- _PROBLEM_
Recast the data from the line containing "of the robe" through the line containing "the red robe", both included, as a JSON list of strings with one string per line. Leave out blank lines and anything outside that span.

- _RAW DATA_
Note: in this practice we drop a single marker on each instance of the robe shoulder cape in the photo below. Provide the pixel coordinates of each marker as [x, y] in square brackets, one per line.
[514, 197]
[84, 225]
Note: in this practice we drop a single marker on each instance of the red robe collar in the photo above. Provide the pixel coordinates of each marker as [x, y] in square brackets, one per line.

---

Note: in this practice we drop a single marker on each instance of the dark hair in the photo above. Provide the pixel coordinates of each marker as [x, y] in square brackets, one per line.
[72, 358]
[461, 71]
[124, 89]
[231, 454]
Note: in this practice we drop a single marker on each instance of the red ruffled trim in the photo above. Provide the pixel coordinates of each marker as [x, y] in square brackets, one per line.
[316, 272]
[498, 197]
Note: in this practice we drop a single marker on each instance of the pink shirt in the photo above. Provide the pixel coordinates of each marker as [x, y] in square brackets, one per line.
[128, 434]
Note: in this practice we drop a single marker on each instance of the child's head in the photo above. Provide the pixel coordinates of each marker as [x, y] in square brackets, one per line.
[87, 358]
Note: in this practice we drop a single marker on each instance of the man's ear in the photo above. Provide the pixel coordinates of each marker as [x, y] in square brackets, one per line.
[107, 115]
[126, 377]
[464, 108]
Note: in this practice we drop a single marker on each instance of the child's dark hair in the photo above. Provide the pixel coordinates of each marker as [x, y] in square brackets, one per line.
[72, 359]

- _COMPLETED EXERCISE_
[
  "Note: in this practice we drop a single marker on each instance of the robe shoulder cape in the photo below. Provide the pixel coordinates of each marker as [x, y] in square brackets, one per line.",
  "[514, 197]",
  "[84, 225]",
  "Note: in this practice we drop a single marker on each instance of the red robe collar in the photo above. Provide the pixel coordinates of each marker as [x, y] in square brackets, one per line."
]